| O que fazer |
Você pode transcrever, sem nenhuma alteração, o trecho do texto sobre liberdade de expressão que vai de "Imaginar como a" a "uma coisa dessas?!"?

| Trecho para revisão |
■ ■ ■ ■ ■ ■ ■

Imaginar como a PF investigará o artigo é algo que me fascina. Fecho os olhos e vejo derrubando a porta do texto dois ou três Pasquales brutamontes, munidos de Cegallas e Becharas e vestindo coletes à prova de vírgula separando sujeito de predicado. Aí começa a investigação. Será que farão análise sintática de todas as frases? Avaliarão as figuras de linguagem? O uso de lugar-comum é considerado agravante? E aquele “advier” estranho e cheios de arestas no meio da frase? A Constituição permite uma coisa dessas?!
A reação do ministro, bem como de alguns leitores mais exaltados, revela um engano muito comum em torno do conceito de liberdade de expressão. No Brasil, a liberdade de expressão não é irrestrita e tem três freios (com o perdão pelo trava-língua): calúnia, injúria e difamação. Entre os muitos crimes confusos e abertos a interpretações que existem por aí, esses me parecem exceção. São crimes bastante delimitados e de fácil entendimento. Até um idiota sabe – eu diria, mas aí poderia estar cometendo crime de injúria.

■ ■ ■ ■ ■ ■ ■

| Conjunto de dados |
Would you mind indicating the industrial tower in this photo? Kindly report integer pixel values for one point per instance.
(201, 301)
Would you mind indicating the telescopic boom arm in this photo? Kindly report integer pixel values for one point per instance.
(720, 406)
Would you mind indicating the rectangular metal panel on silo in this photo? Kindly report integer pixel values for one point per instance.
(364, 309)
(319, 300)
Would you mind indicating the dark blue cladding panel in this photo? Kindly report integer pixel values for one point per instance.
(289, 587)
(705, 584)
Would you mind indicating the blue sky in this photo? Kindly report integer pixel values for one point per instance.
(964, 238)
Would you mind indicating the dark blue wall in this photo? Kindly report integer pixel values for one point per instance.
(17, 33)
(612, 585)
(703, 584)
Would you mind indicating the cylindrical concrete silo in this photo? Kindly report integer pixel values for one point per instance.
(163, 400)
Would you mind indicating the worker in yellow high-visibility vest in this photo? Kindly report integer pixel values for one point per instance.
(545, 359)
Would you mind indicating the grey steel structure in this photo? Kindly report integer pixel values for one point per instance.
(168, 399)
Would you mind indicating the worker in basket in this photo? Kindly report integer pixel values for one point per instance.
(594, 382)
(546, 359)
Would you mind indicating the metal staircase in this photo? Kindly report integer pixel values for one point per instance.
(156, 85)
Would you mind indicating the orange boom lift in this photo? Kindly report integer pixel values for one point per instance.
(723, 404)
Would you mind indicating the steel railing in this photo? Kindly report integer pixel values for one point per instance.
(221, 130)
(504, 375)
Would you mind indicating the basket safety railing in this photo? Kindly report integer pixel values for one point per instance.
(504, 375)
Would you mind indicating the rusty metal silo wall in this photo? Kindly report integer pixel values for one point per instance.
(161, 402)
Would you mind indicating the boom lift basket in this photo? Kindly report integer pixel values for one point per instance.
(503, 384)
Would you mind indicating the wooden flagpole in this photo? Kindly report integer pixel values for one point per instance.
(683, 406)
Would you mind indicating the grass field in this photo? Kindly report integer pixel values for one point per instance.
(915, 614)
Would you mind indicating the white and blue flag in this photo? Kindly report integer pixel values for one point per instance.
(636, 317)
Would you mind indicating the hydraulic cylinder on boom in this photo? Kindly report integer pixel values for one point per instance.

■ ■ ■ ■ ■ ■ ■

| Tarefa concluída |
Imaginar como a PF investigará o artigo é algo que me fascina. Fecho os olhos e vejo derrubando a porta do texto dois ou três Pasquales brutamontes, munidos de Cegallas e Becharas e vestindo coletes à prova de vírgula separando sujeito de predicado. Aí começa a investigação. Será que farão análise sintática de todas as frases? Avaliarão as figuras de linguagem? O uso de lugar-comum é considerado agravante? E aquele “advier” estranho e cheios de arestas no meio da frase? A Constituição permite uma coisa dessas?!